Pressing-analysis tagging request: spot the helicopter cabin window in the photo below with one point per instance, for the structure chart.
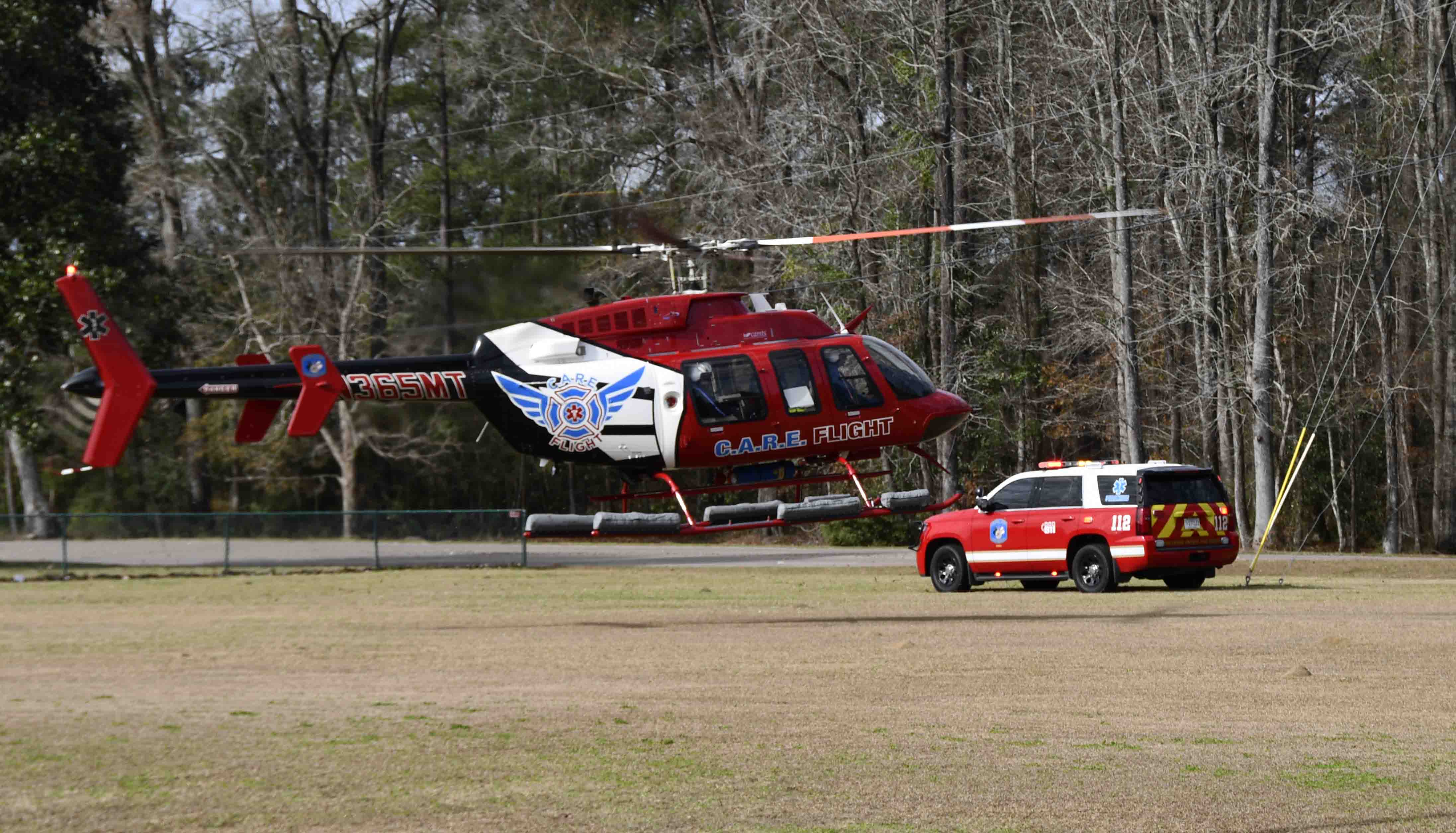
(848, 379)
(903, 375)
(795, 381)
(726, 389)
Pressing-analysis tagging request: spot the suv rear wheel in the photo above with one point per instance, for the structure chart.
(949, 570)
(1094, 570)
(1186, 582)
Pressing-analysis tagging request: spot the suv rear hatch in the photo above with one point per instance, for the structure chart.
(1183, 506)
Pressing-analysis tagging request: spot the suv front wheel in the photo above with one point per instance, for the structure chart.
(949, 570)
(1186, 582)
(1094, 570)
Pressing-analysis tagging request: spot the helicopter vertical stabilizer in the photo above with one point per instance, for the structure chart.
(127, 382)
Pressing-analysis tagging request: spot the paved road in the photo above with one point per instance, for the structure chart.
(261, 552)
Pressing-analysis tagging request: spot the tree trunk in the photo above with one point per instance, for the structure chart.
(9, 497)
(1391, 541)
(1132, 404)
(448, 277)
(1260, 372)
(947, 199)
(39, 522)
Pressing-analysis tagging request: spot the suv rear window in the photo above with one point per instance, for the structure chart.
(1065, 491)
(1119, 490)
(1199, 488)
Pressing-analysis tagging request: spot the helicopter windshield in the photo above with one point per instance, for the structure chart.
(903, 375)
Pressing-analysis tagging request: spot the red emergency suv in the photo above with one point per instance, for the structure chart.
(1098, 523)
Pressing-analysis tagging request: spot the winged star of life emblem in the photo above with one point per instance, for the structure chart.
(571, 408)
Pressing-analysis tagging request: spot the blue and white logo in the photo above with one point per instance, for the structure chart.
(315, 365)
(1119, 493)
(998, 531)
(571, 408)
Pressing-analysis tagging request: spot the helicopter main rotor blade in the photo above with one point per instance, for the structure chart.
(439, 251)
(956, 228)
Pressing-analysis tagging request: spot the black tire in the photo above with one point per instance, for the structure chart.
(1094, 570)
(1186, 582)
(949, 570)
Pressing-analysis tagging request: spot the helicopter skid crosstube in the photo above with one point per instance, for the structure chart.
(714, 529)
(666, 494)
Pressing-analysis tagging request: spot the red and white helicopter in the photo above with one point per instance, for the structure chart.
(696, 379)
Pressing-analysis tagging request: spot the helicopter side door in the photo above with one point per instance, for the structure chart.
(727, 413)
(860, 413)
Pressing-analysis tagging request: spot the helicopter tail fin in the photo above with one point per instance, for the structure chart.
(127, 382)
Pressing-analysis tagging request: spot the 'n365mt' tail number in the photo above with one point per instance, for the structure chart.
(408, 385)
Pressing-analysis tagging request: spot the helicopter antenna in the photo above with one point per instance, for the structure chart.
(842, 328)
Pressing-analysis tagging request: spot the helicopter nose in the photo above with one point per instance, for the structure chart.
(946, 411)
(85, 383)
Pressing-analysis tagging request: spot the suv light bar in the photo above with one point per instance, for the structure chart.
(1069, 464)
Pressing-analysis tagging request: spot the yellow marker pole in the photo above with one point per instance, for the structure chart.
(1283, 494)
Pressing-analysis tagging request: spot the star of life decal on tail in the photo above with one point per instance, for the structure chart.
(571, 408)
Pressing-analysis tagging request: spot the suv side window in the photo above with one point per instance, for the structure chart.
(1017, 494)
(726, 389)
(1065, 491)
(848, 379)
(1119, 490)
(795, 382)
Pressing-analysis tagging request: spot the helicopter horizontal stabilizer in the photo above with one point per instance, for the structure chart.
(127, 382)
(322, 386)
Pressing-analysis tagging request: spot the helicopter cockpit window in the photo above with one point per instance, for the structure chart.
(726, 389)
(848, 379)
(903, 375)
(795, 381)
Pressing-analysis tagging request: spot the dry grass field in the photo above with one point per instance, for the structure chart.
(734, 700)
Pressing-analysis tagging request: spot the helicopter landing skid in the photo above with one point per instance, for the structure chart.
(740, 516)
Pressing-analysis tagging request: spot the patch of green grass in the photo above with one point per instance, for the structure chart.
(140, 786)
(1109, 745)
(1336, 774)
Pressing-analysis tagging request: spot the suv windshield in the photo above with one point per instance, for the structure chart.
(1183, 488)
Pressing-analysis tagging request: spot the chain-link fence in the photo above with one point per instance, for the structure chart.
(370, 538)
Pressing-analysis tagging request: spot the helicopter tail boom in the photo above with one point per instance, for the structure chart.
(129, 385)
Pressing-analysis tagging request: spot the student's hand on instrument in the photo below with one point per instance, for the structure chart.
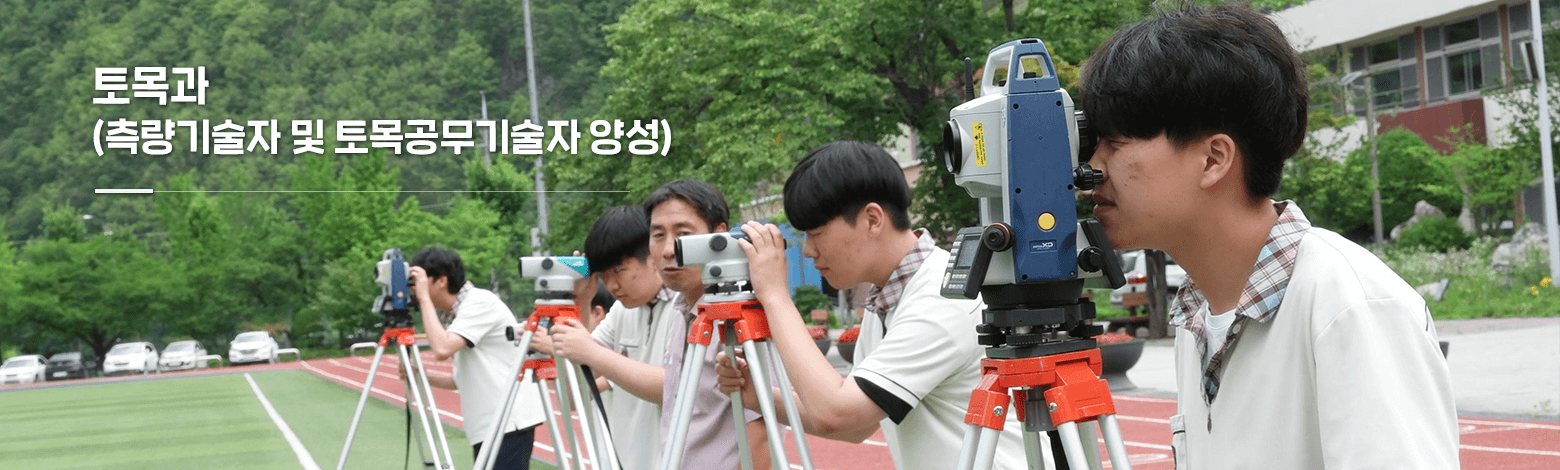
(735, 378)
(571, 341)
(766, 263)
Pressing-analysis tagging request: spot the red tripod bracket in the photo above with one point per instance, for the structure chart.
(401, 336)
(551, 311)
(746, 317)
(1070, 381)
(545, 369)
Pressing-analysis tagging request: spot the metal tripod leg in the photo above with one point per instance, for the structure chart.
(358, 416)
(568, 384)
(429, 409)
(793, 411)
(682, 408)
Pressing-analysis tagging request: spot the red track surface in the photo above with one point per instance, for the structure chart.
(1485, 442)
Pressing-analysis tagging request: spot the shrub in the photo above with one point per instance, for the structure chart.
(1437, 235)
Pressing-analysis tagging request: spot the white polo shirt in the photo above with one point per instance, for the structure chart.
(1345, 375)
(927, 356)
(640, 334)
(487, 367)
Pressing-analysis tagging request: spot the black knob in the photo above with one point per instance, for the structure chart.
(1086, 177)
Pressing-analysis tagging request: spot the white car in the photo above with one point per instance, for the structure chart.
(24, 369)
(1134, 264)
(131, 356)
(181, 356)
(253, 347)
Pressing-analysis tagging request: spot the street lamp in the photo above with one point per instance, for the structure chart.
(1370, 133)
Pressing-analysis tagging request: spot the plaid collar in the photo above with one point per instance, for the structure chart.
(1269, 280)
(883, 299)
(448, 317)
(1259, 300)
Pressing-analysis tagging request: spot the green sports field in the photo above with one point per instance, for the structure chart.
(203, 422)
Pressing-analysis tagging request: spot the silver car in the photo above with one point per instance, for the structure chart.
(251, 347)
(131, 356)
(22, 370)
(183, 355)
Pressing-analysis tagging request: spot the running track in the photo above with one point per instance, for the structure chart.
(1145, 427)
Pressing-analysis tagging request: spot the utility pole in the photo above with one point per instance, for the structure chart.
(535, 117)
(1551, 227)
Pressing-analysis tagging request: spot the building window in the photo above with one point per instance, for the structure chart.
(1464, 72)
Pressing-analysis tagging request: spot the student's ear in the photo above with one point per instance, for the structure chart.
(1220, 160)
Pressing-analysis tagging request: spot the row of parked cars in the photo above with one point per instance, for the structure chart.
(136, 358)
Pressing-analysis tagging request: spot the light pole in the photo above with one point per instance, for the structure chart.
(1370, 133)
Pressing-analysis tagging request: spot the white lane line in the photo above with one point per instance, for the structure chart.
(359, 386)
(292, 439)
(1512, 450)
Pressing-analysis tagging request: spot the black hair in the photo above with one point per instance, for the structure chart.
(838, 178)
(704, 199)
(442, 263)
(602, 297)
(618, 235)
(1197, 71)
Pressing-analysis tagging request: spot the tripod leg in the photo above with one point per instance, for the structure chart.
(559, 444)
(738, 414)
(1113, 442)
(967, 448)
(487, 456)
(791, 409)
(358, 416)
(682, 409)
(421, 450)
(760, 370)
(1072, 444)
(431, 422)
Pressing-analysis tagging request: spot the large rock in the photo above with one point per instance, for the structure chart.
(1515, 252)
(1421, 210)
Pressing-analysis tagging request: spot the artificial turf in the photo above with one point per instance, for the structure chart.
(203, 422)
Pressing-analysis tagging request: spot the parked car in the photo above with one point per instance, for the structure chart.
(1134, 264)
(131, 356)
(70, 364)
(22, 370)
(253, 347)
(183, 355)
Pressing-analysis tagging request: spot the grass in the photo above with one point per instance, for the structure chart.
(203, 422)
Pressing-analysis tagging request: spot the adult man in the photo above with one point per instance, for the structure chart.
(918, 359)
(485, 359)
(676, 210)
(629, 345)
(1298, 348)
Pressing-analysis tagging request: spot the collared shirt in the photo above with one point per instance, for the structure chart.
(883, 299)
(710, 439)
(1259, 299)
(485, 369)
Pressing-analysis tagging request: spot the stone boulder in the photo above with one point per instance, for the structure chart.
(1515, 252)
(1421, 211)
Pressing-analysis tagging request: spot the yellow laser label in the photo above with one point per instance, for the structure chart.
(980, 144)
(1047, 222)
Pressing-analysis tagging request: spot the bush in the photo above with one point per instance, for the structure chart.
(1437, 235)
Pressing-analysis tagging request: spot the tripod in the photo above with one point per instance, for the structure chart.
(596, 437)
(740, 319)
(401, 333)
(1056, 384)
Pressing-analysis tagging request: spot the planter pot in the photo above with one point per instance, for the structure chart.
(847, 350)
(1117, 359)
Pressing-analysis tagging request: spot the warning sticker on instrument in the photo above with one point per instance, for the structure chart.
(980, 144)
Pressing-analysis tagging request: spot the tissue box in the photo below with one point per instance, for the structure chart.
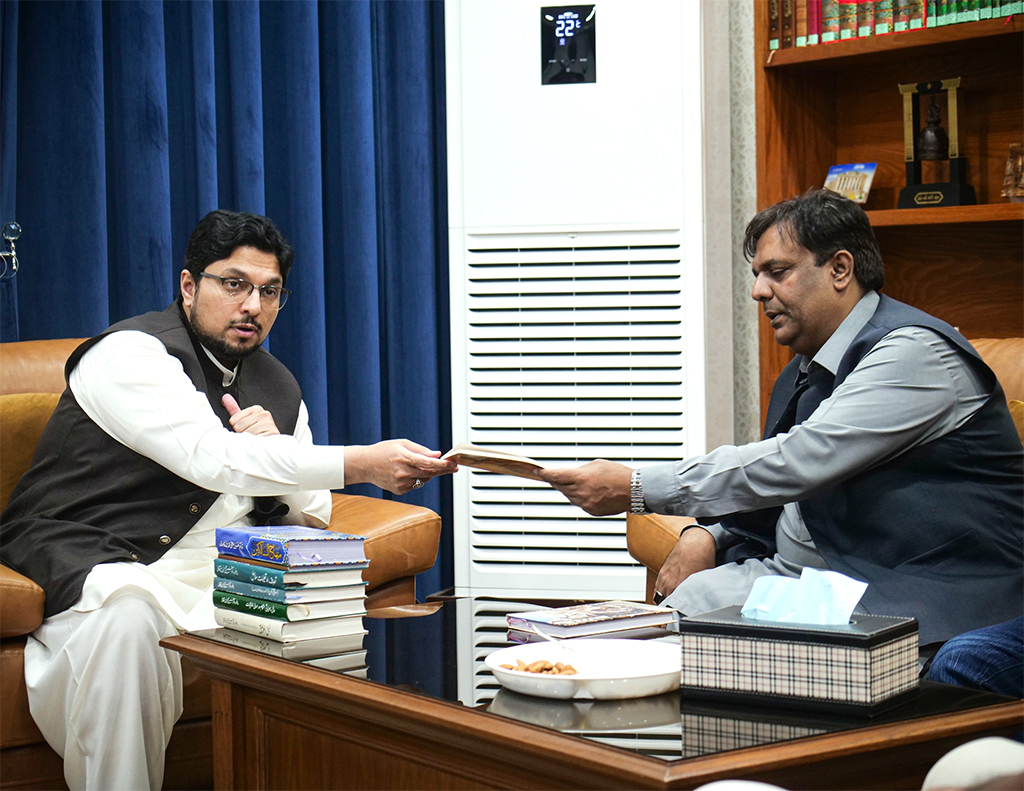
(864, 667)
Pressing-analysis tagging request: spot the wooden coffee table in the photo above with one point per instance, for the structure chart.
(286, 725)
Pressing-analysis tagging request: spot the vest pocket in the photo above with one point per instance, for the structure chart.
(944, 551)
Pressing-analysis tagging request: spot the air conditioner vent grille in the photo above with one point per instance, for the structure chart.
(571, 352)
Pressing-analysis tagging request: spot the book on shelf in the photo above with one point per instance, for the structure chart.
(813, 23)
(829, 21)
(288, 631)
(297, 651)
(883, 16)
(306, 612)
(341, 663)
(785, 41)
(847, 19)
(800, 22)
(293, 595)
(865, 18)
(774, 24)
(262, 574)
(915, 14)
(591, 619)
(519, 636)
(291, 546)
(495, 461)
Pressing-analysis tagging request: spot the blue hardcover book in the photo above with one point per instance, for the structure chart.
(259, 574)
(293, 596)
(291, 546)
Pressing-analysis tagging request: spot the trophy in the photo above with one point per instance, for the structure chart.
(933, 143)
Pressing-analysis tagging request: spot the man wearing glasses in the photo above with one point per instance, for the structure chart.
(173, 423)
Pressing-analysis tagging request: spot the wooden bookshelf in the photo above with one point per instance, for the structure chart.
(839, 103)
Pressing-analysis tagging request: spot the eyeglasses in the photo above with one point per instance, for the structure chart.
(238, 290)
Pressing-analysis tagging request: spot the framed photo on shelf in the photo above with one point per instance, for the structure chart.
(853, 181)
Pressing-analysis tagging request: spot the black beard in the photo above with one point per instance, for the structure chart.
(227, 355)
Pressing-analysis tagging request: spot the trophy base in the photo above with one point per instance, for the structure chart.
(941, 194)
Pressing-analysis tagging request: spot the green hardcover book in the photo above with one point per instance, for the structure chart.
(787, 33)
(847, 19)
(883, 16)
(915, 10)
(800, 22)
(901, 15)
(813, 23)
(261, 574)
(865, 18)
(829, 21)
(774, 24)
(279, 612)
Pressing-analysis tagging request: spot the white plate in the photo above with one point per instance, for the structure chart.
(607, 669)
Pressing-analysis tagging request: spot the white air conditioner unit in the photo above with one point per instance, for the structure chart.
(590, 267)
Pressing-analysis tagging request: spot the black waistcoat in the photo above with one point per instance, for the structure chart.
(937, 532)
(87, 499)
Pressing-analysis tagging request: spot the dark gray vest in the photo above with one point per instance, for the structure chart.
(87, 499)
(938, 532)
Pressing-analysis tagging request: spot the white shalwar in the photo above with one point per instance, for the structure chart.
(102, 692)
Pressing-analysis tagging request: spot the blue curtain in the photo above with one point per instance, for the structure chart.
(123, 123)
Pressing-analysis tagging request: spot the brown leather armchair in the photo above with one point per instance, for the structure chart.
(401, 541)
(649, 538)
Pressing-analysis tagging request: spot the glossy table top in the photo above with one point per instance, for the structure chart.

:::::

▶ **Problem**
Return the material starting with the line with "Pressing-analysis tagging request: spot the helicopter vertical" and going on through the line with "(1098, 523)", both ends included, repeating each line exactly.

▶ **Task result**
Pressing-analysis tagging request: spot the helicopter vertical stabilizer in the photo above with one point per instance, for the structure chart.
(127, 382)
Pressing-analysis tagging request: spot the paved road in the photo above with one point per instance, for the structure chart.
(261, 552)
Pressing-analysis tagging request: spot the tree trunk in the photo above with one point per instance, for the structure chart.
(9, 497)
(1391, 541)
(1132, 404)
(448, 277)
(1260, 372)
(947, 199)
(39, 522)
Pressing-analysis tagging request: spot the suv rear window in the photo above with one point per instance, for the structure chart.
(1065, 491)
(1119, 490)
(1199, 488)
Pressing-analysis tagging request: spot the helicopter windshield in the photo above with one point per instance, for the structure chart.
(903, 375)
Pressing-analysis tagging request: spot the red emergency suv in the photo above with one point per instance, for the structure chart.
(1098, 523)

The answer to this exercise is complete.